● **Выбранный отрывок**:
++++++++++++++++++++
Очень часты рассказы о немецких военнопленных: бабушки и дедушки сегодняшних конкурсантов – это послевоенные подростки, и им, конечно, запомнились вызывавшие недавно такой ужас враги в совсем ином виде:
Дальше шли солдаты. Это было просто ужасно. Худые, оборванные, наряженные в то, что они отнимали у русских, погибая от холода, хотя и было лето: клетчатые бабьи платки, телогрейки, огромные эрзац-валенки. Их надевали поверх своих сапог. Шли они в таких эрзацах как паралитики. Даже не шли, а еле ползли. Многие были замотаны какими-то тряпками. Народ вокруг молчал. Более того – стояла звенящая тишина. Никаких выкриков. Было такое ощущение, что и зрители оцепенели от ужаса. Мимо них шли несчастные люди – тоскливые, безразличные ко всему, отрешенные. Несчастные солдаты, которые расплачиваются за то, что заставили их делать фашисты.
Война оставила следы в разных местах и регионах, и сейчас, спустя многие десятилетия, чрезвычайно интересно посмотреть на это глазами нынешних подростков.
++++++++++++++++++++
● **Строки данных**:
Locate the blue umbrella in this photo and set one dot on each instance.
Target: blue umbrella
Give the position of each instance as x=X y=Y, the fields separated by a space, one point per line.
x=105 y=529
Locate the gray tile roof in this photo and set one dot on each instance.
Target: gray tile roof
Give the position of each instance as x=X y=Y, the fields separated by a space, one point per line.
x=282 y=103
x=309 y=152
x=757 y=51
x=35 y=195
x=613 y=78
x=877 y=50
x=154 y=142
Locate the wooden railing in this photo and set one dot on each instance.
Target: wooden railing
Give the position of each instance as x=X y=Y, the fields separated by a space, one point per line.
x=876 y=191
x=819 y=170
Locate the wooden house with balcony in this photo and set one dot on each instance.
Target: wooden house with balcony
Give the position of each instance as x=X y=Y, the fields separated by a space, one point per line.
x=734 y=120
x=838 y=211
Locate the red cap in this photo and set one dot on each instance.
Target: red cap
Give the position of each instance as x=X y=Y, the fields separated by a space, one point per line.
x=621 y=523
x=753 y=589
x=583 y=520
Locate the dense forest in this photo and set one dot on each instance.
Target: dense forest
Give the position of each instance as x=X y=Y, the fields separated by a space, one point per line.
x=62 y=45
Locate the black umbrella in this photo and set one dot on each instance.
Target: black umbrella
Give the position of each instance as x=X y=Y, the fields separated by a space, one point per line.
++++++++++++++++++++
● **Задания**:
1) Перепечатайте из отрывка о немецких военнопленных фрагмент между словами "Очень часты рассказы" и "их делать фашисты." включительно.
2) Пожалуйста, приведите заново строки данных от строки со словами "Locate the black" до последней строки включительно, переименовав "black umbrella" в "gray umbrella" и ничего больше не меняя.
Отрывок о немецких военнопленных и строки данных взяты из разных источников.

● **Ответы к заданиям**:
1)
Очень часты рассказы о немецких военнопленных: бабушки и дедушки сегодняшних конкурсантов – это послевоенные подростки, и им, конечно, запомнились вызывавшие недавно такой ужас враги в совсем ином виде:
Дальше шли солдаты. Это было просто ужасно. Худые, оборванные, наряженные в то, что они отнимали у русских, погибая от холода, хотя и было лето: клетчатые бабьи платки, телогрейки, огромные эрзац-валенки. Их надевали поверх своих сапог. Шли они в таких эрзацах как паралитики. Даже не шли, а еле ползли. Многие были замотаны какими-то тряпками. Народ вокруг молчал. Более того – стояла звенящая тишина. Никаких выкриков. Было такое ощущение, что и зрители оцепенели от ужаса. Мимо них шли несчастные люди – тоскливые, безразличные ко всему, отрешенные. Несчастные солдаты, которые расплачиваются за то, что заставили их делать фашисты.

2)
Locate the gray umbrella in this photo and set one dot on each instance.
Target: gray umbrella
Give the position of each instance as x=X y=Y, the fields separated by a space, one point per line.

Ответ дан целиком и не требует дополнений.